## WORK INSTRUCTION
Restate word for word the lines that run from the one containing "of the building" to the last line of the data, both ends included.

Saved entries
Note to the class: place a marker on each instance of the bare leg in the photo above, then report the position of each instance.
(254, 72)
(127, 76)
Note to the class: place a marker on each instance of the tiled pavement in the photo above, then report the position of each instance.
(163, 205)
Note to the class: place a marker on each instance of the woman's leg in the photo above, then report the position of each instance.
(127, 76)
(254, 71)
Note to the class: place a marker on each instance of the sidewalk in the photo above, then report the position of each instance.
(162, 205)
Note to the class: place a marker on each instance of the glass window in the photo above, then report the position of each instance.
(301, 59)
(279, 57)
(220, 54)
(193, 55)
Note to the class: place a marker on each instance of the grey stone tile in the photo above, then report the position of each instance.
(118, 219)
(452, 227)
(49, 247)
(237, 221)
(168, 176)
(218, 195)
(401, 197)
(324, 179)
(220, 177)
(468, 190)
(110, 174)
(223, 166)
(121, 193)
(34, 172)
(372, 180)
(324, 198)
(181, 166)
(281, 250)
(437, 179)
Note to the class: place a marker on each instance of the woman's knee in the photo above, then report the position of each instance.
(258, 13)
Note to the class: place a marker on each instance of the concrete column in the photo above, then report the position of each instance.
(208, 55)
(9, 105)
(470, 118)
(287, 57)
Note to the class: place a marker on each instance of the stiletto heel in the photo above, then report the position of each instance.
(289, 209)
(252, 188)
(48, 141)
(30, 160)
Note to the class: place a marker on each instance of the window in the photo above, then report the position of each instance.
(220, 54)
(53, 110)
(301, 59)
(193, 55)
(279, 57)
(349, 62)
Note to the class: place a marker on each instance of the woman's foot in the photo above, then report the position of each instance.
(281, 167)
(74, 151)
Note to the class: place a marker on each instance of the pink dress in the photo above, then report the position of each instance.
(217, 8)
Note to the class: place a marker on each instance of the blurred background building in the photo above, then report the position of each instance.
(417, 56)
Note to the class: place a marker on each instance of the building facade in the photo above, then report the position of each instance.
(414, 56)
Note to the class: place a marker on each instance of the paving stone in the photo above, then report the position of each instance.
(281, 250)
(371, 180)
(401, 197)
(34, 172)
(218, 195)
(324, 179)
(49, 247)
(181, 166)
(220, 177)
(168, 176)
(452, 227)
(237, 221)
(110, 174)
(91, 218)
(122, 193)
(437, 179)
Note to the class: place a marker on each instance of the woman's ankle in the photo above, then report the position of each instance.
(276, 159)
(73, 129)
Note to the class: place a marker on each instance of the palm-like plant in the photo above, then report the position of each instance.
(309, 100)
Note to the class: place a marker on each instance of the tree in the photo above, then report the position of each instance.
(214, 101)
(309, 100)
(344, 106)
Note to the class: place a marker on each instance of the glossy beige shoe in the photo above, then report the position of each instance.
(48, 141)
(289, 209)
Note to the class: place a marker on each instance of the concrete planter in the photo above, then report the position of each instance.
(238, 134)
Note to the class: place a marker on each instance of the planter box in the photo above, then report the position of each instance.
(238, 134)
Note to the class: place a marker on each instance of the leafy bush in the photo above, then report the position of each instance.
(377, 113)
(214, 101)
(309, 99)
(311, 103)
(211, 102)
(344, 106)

## TASK OUTPUT
Note to the class: place a marker on each instance of the building facade in the photo above, then report the position of each instance.
(414, 56)
Note to the class: place a marker on each instance of the paving stone in the photo above, then report the position of each instance.
(281, 250)
(371, 180)
(401, 197)
(34, 172)
(218, 195)
(324, 179)
(49, 247)
(181, 166)
(220, 177)
(168, 176)
(452, 227)
(237, 221)
(110, 174)
(91, 218)
(122, 193)
(437, 179)
Note to the class: place a marker on each instance of the woman's ankle in the photo above, then report the position of each instance.
(276, 159)
(73, 129)
Note to the class: place a marker on each instance of the palm-like plant in the photo above, then report the position of each instance.
(309, 100)
Note to the class: place a marker on each instance of the tree in the photo above, then report the position of each instance.
(214, 101)
(309, 100)
(344, 106)
Note to the class: place a marker on each instance of the glossy beige shoe in the photo above, then report the position of each instance.
(48, 141)
(289, 209)
Note to the class: place a marker on each instance of the concrete planter in the photo above, then report the position of each instance.
(238, 134)
Note to the class: place a marker on each instance of the planter box in the photo above, then report the position of each instance.
(238, 134)
Note to the class: place a marker on each instance of the leafy bush in the photo above, then report the position of each instance.
(377, 113)
(214, 101)
(309, 99)
(311, 103)
(211, 102)
(344, 106)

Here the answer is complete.